Data section: Begin

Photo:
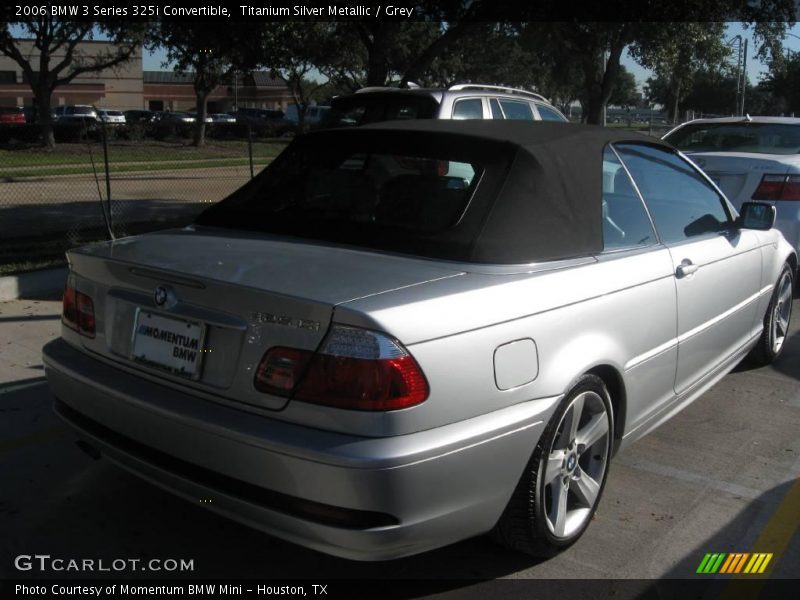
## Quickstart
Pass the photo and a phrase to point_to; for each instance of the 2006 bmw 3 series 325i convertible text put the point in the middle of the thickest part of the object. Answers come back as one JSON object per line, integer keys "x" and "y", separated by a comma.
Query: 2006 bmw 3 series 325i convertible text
{"x": 403, "y": 335}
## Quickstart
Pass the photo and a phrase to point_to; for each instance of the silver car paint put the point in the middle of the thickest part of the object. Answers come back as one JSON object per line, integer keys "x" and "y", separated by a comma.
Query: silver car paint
{"x": 628, "y": 313}
{"x": 616, "y": 310}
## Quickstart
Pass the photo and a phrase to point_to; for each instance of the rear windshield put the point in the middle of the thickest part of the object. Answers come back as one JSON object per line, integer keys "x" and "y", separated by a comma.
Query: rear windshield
{"x": 361, "y": 110}
{"x": 760, "y": 138}
{"x": 320, "y": 192}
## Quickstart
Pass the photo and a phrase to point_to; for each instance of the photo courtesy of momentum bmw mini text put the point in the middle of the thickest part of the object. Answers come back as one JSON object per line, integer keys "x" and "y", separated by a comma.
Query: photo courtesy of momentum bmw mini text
{"x": 352, "y": 299}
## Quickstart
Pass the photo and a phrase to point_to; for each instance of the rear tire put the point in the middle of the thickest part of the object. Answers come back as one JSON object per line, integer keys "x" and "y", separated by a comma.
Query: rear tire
{"x": 563, "y": 481}
{"x": 776, "y": 322}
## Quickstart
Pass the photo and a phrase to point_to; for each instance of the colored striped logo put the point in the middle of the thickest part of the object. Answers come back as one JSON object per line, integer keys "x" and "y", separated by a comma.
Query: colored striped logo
{"x": 737, "y": 562}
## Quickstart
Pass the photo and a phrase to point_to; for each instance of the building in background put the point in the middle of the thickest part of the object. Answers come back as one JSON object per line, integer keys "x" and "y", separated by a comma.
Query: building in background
{"x": 117, "y": 88}
{"x": 167, "y": 90}
{"x": 127, "y": 86}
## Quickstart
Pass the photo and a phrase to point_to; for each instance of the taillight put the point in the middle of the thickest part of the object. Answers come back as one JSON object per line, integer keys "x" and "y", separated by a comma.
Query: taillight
{"x": 86, "y": 322}
{"x": 281, "y": 369}
{"x": 69, "y": 314}
{"x": 78, "y": 312}
{"x": 355, "y": 368}
{"x": 778, "y": 187}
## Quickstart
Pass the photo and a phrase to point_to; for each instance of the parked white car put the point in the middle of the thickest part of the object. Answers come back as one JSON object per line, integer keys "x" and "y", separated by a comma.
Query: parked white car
{"x": 111, "y": 117}
{"x": 749, "y": 158}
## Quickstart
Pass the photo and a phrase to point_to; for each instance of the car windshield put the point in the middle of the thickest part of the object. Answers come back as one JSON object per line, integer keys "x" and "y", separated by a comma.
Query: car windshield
{"x": 759, "y": 138}
{"x": 313, "y": 191}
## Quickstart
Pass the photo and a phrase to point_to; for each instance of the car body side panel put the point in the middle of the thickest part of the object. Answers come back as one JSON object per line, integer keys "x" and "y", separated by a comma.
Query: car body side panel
{"x": 606, "y": 318}
{"x": 712, "y": 325}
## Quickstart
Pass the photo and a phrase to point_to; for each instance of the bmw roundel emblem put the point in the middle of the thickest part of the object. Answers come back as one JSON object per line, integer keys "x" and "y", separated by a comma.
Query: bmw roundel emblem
{"x": 160, "y": 295}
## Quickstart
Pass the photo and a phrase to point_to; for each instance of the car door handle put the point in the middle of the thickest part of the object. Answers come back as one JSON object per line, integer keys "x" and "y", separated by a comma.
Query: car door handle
{"x": 686, "y": 268}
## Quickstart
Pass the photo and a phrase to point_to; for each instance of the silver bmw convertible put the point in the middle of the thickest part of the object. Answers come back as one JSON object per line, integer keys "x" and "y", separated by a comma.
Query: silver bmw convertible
{"x": 403, "y": 335}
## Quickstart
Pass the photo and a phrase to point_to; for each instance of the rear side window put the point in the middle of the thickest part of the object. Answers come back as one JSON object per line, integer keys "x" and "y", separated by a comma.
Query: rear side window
{"x": 497, "y": 112}
{"x": 760, "y": 138}
{"x": 516, "y": 110}
{"x": 372, "y": 190}
{"x": 471, "y": 108}
{"x": 682, "y": 203}
{"x": 625, "y": 221}
{"x": 549, "y": 114}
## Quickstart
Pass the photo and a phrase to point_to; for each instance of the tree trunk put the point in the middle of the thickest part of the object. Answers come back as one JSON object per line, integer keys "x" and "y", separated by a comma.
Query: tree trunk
{"x": 43, "y": 116}
{"x": 676, "y": 96}
{"x": 200, "y": 123}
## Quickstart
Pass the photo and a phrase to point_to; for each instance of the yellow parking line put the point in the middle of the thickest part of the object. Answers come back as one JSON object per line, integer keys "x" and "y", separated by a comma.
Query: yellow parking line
{"x": 43, "y": 435}
{"x": 782, "y": 525}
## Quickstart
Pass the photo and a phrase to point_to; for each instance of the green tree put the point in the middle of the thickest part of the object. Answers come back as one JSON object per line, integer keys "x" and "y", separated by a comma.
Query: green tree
{"x": 783, "y": 82}
{"x": 197, "y": 47}
{"x": 61, "y": 56}
{"x": 676, "y": 52}
{"x": 626, "y": 91}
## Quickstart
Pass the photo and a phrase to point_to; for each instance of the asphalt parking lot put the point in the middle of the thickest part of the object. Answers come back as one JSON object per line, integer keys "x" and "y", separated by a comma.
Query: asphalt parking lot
{"x": 721, "y": 477}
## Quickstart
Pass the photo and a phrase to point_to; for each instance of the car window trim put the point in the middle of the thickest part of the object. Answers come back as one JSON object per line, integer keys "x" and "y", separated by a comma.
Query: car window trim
{"x": 659, "y": 241}
{"x": 726, "y": 205}
{"x": 484, "y": 106}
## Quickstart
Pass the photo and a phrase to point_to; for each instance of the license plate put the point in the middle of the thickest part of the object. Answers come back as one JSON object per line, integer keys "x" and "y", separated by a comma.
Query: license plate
{"x": 170, "y": 344}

Data section: End

> **Work instruction**
The answer must be the full listing, exact in every line, with the pictures removed.

> **Solved exercise**
Photo:
## Quickstart
Pass the photo and a phrase to point_to; for each instance of the 2006 bmw 3 series 325i convertible text put the point in the middle of the thickest part of the object. Answers come back as one JSON object per line, integer keys "x" and "y", separated by a comma.
Query: 2006 bmw 3 series 325i convertible text
{"x": 403, "y": 335}
## Quickstart
Pass the photo and a phrase to point_to; for each instance of the silver car paint put the point in the middle of the thickest part of the object. Answers come back as one JSON object per line, integer keys "x" and "y", separated by a comma.
Query: silver car paint
{"x": 628, "y": 313}
{"x": 616, "y": 310}
## Quickstart
Pass the photo and a phrase to point_to; for each instance of the rear windshield put the point in the middle of the thickest part of the object. Answers come back as one JSON object per line, integer keys "x" and "y", separated by a comma.
Query: rear windshield
{"x": 361, "y": 110}
{"x": 760, "y": 138}
{"x": 320, "y": 192}
## Quickstart
Pass the photo and a phrase to point_to; for each instance of the photo courtesy of momentum bmw mini text put the point in the middle of the thickest part of the object. Answers come back as one JSON object per line, integer keys "x" and "y", separated by a comma.
Query: photo courtesy of momentum bmw mini text
{"x": 352, "y": 299}
## Quickstart
Pass the photo and a phrase to point_to; for each instance of the rear tire put the point in the middle of the thickest part of the object. Answers come back as one JSON object per line, integer keys "x" and "y", separated by a comma.
Query: rear tire
{"x": 563, "y": 481}
{"x": 776, "y": 322}
## Quickstart
Pass the photo and a phrase to point_to; for each instance of the colored striped logo put the point in the middle of the thickest part of the object. Answers come back as one JSON object per line, integer keys "x" and "y", separated by a comma.
Query: colored striped logo
{"x": 737, "y": 562}
## Quickstart
Pass the photo and a phrase to point_to; for each instance of the building in background put the point in the middle of the thickest part of the object. Answers come back as one JSON object per line, integer keys "x" and "y", separated by a comma.
Query: building in background
{"x": 117, "y": 88}
{"x": 167, "y": 90}
{"x": 127, "y": 86}
## Quickstart
Pass the photo and a phrase to point_to; for each instance of the taillight put the point in the middle of the thickest part of the object. Answers come back as one JSON object per line, integer keys "x" and "y", separated by a comma.
Query: taillight
{"x": 86, "y": 322}
{"x": 281, "y": 369}
{"x": 69, "y": 314}
{"x": 78, "y": 312}
{"x": 355, "y": 368}
{"x": 778, "y": 187}
## Quickstart
Pass the photo and a phrase to point_to; for each instance of the parked white car put the point in the middle of the thickest part of the object. Answers come back as one JSON object per line, integer keys "x" and "y", separated by a comma.
Query: parked white car
{"x": 111, "y": 117}
{"x": 749, "y": 158}
## Quickstart
Pass the photo and a phrase to point_to; for each instance of the car windshield put the point in the middle of the thickest part of the object. Answers come back as one JSON object per line, integer keys "x" and "y", separated by a comma.
Query: car windshield
{"x": 759, "y": 138}
{"x": 313, "y": 191}
## Quickstart
Pass the photo and a phrase to point_to; for each instance of the car body side panel put the point in the middle of the thickest part of the object. Answers come back as one JSON object per line, integer keys "x" and "y", separated by a comma.
Query: car body side panel
{"x": 606, "y": 318}
{"x": 712, "y": 325}
## Quickstart
Pass the photo and a phrase to point_to; for each instance of the bmw roundel emblem put the point in the middle of the thickest part of the object. Answers come back as one JSON object per line, integer keys "x" and "y", separated by a comma.
Query: bmw roundel emblem
{"x": 160, "y": 295}
## Quickstart
Pass the photo and a phrase to point_to; for each instance of the car door handle put the point in the middle of the thickest part of the object. Answers come back as one JSON object per line, integer keys "x" and "y", separated by a comma.
Query: car door handle
{"x": 686, "y": 268}
## Quickstart
Pass the photo and a phrase to point_to; for each instance of the silver bmw convertible put the point in the middle of the thickest part of the object. Answers come back as one JSON object per line, integer keys "x" and "y", separated by a comma.
Query: silver bmw convertible
{"x": 403, "y": 335}
## Quickstart
Pass the photo and a phrase to point_to; for each instance of the rear side window put the point in the middle of the thickest part of the object. Answers come back as one JSON object per line, integer keys "x" and "y", separated by a comma.
Query: rear side window
{"x": 497, "y": 112}
{"x": 760, "y": 138}
{"x": 516, "y": 110}
{"x": 372, "y": 190}
{"x": 471, "y": 108}
{"x": 682, "y": 203}
{"x": 625, "y": 221}
{"x": 549, "y": 114}
## Quickstart
Pass the photo and a phrase to point_to; for each instance of the tree trunk put the point in the middle of the thickest part of the object. Answers come back as one JSON object per line, integer keys "x" and "y", separated by a comma.
Query: tree trunk
{"x": 43, "y": 116}
{"x": 676, "y": 96}
{"x": 200, "y": 123}
## Quickstart
Pass the photo and a phrase to point_to; for each instance of the yellow parking line put the point in the middle of the thickest part of the object. Answers come back as one JSON object per line, integer keys "x" and "y", separated by a comma.
Query: yellow parking line
{"x": 43, "y": 435}
{"x": 782, "y": 525}
## Quickstart
Pass the photo and a phrase to point_to; for each instance of the green tree put the point in the middle of the thickest part of the object. Answers come back as one JSON object per line, integer keys "x" and "y", separated by a comma.
Query: green tree
{"x": 783, "y": 82}
{"x": 197, "y": 47}
{"x": 61, "y": 56}
{"x": 676, "y": 52}
{"x": 626, "y": 91}
## Quickstart
Pass the photo and a phrase to point_to; for each instance of the asphalt parking lot put the point in the middle of the thickest part of the object. Answers come back as one JSON object per line, integer keys "x" and "y", separated by a comma.
Query: asphalt parking lot
{"x": 721, "y": 477}
## Quickstart
Pass the photo and a phrase to point_to; for each instance of the car window trim put the point in the middle of the thickest part of the object. Answers come back as one JSON object per line, integer keys "x" and "y", separated by a comma.
Query: car window trim
{"x": 659, "y": 241}
{"x": 726, "y": 205}
{"x": 484, "y": 106}
## Quickstart
Pass the photo and a phrase to point_to; for each instance of the license plate put the point in the middle of the thickest part of the object. Answers come back as one JSON object per line, integer keys "x" and "y", separated by a comma.
Query: license plate
{"x": 170, "y": 344}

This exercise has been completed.